Task goal
Give back, unchanged, each line from the one containing "[indicate] blue jacket" through the last line of the entries below.

Given data
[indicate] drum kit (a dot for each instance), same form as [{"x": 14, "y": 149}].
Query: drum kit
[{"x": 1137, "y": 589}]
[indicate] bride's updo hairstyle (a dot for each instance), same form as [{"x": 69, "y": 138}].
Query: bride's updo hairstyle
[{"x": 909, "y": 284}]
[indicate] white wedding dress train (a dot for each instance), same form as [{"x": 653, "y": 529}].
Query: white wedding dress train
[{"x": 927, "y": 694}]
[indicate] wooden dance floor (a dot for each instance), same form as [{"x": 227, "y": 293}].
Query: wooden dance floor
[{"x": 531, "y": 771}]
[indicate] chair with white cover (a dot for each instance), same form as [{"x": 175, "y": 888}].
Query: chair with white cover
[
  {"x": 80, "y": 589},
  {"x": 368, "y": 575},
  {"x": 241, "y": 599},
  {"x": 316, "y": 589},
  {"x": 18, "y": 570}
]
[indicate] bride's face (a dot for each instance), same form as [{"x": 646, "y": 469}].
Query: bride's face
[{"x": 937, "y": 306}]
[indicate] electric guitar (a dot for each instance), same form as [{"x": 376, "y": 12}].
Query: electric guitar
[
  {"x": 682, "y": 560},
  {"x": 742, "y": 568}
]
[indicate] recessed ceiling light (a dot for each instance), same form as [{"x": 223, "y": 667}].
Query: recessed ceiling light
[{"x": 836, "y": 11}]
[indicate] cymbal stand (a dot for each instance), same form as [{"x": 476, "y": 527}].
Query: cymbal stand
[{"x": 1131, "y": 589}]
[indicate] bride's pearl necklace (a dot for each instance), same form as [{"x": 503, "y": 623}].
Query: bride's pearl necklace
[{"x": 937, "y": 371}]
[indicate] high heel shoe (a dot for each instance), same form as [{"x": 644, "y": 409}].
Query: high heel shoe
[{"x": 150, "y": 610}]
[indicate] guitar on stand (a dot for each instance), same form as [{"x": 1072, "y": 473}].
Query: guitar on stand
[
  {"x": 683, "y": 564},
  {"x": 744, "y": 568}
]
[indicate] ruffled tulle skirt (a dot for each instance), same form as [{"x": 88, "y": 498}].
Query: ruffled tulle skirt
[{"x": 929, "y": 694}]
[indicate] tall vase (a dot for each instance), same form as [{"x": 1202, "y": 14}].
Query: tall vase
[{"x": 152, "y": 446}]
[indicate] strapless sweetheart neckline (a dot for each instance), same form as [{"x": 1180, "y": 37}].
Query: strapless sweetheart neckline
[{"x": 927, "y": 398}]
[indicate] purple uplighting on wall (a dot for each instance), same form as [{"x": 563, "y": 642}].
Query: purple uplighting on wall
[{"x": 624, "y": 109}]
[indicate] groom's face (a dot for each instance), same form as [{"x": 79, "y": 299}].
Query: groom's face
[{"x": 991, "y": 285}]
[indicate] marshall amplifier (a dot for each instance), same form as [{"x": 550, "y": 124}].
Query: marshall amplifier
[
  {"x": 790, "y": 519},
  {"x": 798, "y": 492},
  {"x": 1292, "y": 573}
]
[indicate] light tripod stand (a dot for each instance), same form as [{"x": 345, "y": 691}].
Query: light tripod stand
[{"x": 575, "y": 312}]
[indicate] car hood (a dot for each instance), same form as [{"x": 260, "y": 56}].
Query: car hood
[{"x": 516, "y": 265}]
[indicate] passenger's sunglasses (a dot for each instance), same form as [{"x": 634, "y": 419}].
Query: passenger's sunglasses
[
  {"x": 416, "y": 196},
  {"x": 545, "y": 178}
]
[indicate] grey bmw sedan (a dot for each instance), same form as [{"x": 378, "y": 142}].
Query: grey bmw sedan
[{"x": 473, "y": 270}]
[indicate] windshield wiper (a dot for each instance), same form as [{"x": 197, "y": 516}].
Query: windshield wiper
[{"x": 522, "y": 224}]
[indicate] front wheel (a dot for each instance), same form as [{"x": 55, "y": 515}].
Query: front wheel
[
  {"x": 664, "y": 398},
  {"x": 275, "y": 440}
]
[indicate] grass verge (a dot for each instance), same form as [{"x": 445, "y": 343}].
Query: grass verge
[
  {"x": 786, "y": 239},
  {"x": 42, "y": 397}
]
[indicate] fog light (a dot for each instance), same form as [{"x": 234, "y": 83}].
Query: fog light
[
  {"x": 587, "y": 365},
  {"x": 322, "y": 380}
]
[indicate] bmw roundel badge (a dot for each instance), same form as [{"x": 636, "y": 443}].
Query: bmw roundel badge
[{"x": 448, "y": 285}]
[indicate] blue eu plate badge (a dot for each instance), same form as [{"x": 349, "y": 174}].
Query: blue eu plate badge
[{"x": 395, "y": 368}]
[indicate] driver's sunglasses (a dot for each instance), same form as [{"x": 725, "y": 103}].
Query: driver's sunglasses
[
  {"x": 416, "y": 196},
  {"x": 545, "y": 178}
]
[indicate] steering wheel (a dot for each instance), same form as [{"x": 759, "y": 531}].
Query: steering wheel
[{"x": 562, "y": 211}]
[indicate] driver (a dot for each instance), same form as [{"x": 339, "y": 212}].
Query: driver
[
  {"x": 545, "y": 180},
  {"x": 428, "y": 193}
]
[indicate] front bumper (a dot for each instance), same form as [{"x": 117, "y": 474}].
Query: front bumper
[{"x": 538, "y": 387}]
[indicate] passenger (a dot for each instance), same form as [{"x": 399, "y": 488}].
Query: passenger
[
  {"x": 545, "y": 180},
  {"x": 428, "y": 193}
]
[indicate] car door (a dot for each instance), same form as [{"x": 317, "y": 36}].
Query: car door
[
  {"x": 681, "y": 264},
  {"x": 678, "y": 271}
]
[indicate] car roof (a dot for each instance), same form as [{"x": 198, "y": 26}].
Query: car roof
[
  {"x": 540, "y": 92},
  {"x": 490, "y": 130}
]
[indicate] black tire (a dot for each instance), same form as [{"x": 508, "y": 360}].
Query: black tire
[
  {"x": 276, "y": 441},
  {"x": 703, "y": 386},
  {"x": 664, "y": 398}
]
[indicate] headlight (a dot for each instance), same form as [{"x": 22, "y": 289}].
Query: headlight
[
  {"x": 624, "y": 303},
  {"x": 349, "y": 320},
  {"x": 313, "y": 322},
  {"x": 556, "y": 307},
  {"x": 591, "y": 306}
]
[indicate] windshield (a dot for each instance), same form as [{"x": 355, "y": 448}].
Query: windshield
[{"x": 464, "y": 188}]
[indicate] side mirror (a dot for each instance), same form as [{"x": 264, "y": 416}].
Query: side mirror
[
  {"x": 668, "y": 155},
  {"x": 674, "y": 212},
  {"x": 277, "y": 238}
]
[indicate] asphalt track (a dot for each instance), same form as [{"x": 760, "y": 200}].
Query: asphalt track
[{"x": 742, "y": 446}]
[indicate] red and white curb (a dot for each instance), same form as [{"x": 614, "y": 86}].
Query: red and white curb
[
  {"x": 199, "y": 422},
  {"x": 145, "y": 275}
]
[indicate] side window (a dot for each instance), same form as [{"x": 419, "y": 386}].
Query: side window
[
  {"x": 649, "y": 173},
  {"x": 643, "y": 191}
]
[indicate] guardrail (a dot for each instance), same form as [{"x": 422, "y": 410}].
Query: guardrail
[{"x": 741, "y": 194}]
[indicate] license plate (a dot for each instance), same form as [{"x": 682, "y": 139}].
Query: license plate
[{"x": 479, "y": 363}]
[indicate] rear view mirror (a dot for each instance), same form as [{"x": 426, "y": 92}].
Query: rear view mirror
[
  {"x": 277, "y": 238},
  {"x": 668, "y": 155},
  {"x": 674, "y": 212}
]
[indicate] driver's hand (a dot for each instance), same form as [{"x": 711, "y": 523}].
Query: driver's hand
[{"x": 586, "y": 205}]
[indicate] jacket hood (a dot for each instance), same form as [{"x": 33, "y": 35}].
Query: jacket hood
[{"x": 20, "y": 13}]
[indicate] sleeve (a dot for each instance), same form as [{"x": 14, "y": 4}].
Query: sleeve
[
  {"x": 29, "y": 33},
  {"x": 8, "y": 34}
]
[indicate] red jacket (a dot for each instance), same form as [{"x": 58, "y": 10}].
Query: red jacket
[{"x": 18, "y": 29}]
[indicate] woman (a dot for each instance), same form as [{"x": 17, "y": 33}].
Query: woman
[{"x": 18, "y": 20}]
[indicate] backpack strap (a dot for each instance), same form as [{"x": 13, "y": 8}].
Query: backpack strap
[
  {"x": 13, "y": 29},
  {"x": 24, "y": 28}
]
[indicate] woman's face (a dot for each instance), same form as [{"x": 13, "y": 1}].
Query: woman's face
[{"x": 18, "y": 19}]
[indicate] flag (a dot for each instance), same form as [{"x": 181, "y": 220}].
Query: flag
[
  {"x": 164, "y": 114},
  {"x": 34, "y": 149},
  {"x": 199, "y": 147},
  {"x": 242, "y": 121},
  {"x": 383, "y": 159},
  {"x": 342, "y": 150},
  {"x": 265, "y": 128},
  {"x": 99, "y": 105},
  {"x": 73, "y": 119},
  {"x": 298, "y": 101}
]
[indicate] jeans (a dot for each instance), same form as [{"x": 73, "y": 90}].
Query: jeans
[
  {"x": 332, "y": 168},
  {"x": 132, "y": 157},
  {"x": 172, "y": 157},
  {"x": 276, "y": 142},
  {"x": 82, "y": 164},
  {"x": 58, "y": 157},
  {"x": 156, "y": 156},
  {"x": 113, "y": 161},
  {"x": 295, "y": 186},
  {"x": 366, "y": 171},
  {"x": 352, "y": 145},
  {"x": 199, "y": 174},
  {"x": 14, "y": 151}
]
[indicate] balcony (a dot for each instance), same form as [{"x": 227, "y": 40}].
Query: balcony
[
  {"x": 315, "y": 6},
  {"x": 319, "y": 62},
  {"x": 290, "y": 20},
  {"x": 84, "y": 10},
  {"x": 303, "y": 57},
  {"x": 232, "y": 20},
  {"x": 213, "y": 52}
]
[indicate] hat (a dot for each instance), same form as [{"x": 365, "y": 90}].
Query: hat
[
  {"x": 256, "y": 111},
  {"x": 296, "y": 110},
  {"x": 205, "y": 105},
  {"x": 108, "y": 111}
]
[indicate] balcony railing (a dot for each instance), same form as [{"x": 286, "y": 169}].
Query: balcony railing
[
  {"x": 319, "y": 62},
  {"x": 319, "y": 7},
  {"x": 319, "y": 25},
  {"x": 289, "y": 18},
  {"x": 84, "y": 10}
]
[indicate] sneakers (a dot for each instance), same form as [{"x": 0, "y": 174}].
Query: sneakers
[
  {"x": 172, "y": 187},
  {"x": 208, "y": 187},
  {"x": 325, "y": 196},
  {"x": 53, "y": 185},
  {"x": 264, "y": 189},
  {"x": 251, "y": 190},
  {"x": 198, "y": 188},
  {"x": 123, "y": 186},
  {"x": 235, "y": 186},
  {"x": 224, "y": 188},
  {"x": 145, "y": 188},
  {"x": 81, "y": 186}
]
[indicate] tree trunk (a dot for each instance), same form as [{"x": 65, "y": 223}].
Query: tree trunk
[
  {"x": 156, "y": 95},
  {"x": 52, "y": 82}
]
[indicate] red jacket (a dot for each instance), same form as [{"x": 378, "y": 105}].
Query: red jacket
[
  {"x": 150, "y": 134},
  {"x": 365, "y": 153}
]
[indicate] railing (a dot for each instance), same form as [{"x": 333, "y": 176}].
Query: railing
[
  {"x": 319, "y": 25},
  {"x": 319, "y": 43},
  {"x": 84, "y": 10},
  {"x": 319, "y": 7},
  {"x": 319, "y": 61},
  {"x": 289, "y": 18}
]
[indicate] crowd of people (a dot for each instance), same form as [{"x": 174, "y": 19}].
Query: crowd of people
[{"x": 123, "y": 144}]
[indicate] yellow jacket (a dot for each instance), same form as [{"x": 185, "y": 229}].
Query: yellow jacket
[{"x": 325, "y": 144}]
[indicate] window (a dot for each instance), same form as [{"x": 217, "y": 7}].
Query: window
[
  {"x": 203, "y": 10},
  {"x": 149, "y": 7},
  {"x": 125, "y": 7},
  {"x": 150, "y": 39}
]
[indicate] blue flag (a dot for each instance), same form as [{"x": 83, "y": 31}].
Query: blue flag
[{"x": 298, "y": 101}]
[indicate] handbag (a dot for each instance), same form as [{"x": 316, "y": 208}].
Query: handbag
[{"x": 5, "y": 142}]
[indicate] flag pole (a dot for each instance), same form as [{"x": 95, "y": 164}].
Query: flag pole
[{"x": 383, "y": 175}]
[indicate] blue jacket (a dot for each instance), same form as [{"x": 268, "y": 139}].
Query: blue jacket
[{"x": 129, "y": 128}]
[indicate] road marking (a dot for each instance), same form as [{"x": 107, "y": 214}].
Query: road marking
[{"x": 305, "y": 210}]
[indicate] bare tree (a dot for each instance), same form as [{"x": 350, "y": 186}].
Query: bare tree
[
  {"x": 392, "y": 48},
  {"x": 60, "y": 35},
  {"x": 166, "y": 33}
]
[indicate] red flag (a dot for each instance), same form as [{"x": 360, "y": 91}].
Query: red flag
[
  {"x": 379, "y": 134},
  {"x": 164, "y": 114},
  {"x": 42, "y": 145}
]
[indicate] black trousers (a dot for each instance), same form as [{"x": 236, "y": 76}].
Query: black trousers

Exercise solution
[indicate] blue jacket (a dot for each instance), same form as [{"x": 268, "y": 139}].
Query: blue jacket
[{"x": 129, "y": 128}]
[indicate] road marking (a dot for each instance), same form as [{"x": 107, "y": 214}].
Query: road marking
[{"x": 305, "y": 210}]
[indicate] bare tree (a dot for each instance), same form as [{"x": 350, "y": 186}].
Query: bare tree
[
  {"x": 392, "y": 48},
  {"x": 60, "y": 35},
  {"x": 166, "y": 33}
]
[indicate] red flag (a dot for each instance), same form as [{"x": 360, "y": 91}].
Query: red flag
[
  {"x": 379, "y": 134},
  {"x": 164, "y": 114},
  {"x": 42, "y": 145}
]
[indicate] black trousers (a dot for each instance), same form as [{"x": 236, "y": 76}].
Query: black trousers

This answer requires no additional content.